* START Document *

Dietz et al. (2007) created a model that looks at citation networks, where documents are generated by topical innovation and topical inheritance via citations. Nallapati et al. (2008) similarly creates a model that finds topical similarity in citing and cited documents, with the added ability of being able to predict citations that are not present. Blei himself joined the fray in 2009, creating the Relational Topic Model (RTM) with Jonathan Chang, which itself could summarize a network of documents, predict links between them, and predict words within them. Wang et al. (2011) created a model that allows for “the joint analysis of text and links between [people] in a time-evolving social network.” Their model is able to handle situations where links exist even when there is no similarity between the associated texts.
Networks from Topic Models
Some models have been made that infer networks from non-networked text. Broniatowski and Magee (2010 & 2011) extended the Author-Topic Model, building a model that would infer social networks from meeting transcripts. They later added temporal information, which allowed them to infer status hierarchies and individual influence within those social networks.
Many times, however, rather than creating new models, researchers create networks out of topic models that have already been run over a set of data. There are a lot of benefits to this approach, as exemplified by the Newton’s Chymistry project highlighted earlier. Using networks, we can see how documents relate to one another, how they relate to topics, how topics are related to each other, and how all of those are related to words.

* END Document *
* START The input *

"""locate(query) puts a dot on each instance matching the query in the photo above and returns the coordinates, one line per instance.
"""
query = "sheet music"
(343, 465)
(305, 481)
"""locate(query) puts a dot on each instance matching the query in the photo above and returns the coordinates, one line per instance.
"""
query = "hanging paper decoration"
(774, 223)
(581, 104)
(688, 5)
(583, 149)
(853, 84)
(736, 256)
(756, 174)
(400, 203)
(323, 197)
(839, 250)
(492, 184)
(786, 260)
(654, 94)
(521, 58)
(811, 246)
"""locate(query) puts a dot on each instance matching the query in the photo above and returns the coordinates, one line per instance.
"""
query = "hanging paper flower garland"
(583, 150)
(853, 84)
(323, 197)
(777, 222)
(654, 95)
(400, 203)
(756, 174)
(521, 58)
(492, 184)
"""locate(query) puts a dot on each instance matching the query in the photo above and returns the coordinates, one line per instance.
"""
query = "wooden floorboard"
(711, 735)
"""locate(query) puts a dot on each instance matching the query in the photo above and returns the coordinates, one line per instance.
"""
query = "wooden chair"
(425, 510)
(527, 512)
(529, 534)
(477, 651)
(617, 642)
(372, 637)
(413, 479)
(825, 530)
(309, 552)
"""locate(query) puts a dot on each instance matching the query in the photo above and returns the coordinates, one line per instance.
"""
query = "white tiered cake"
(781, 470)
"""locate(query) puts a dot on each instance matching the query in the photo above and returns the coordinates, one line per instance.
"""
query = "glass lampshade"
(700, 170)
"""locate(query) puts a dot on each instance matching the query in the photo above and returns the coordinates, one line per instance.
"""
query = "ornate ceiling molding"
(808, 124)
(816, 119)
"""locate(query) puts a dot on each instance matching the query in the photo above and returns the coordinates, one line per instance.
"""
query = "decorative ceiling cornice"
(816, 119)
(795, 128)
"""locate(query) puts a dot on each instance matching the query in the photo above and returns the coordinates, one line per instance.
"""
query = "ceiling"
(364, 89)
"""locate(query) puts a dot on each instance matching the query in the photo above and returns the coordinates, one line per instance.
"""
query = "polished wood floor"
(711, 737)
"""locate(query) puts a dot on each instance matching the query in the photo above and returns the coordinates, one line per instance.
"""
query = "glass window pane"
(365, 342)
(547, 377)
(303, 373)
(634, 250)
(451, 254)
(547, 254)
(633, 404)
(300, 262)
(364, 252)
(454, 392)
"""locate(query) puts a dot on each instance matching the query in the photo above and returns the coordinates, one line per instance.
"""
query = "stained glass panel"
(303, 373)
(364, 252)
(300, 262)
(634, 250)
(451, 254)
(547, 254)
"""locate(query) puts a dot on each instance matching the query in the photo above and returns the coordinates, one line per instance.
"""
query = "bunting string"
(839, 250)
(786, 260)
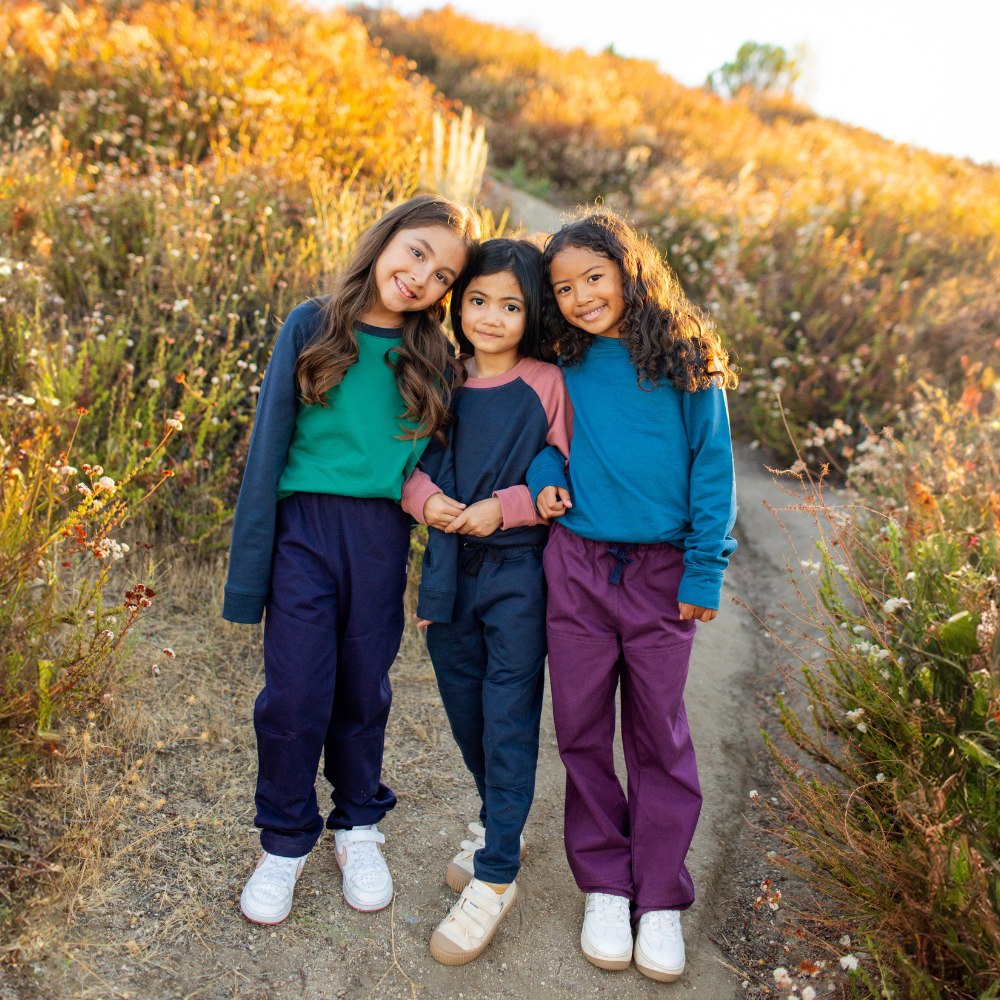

* END The input *

■ **Required task 1**:
Rewrite the part of the topic-models text that begins at the words "Networks from Topic" and stops after "those social networks.", with "meeting transcripts" changed to "interview transcripts".
■ **Required task 2**:
Pull out every line of the listing that contains the string "paper", matching case exactly.
The text and the listing are unrelated to each other.

■ **Written reply 1**:
Networks from Topic Models
Some models have been made that infer networks from non-networked text. Broniatowski and Magee (2010 & 2011) extended the Author-Topic Model, building a model that would infer social networks from interview transcripts. They later added temporal information, which allowed them to infer status hierarchies and individual influence within those social networks.

■ **Written reply 2**:
query = "hanging paper decoration"
query = "hanging paper flower garland"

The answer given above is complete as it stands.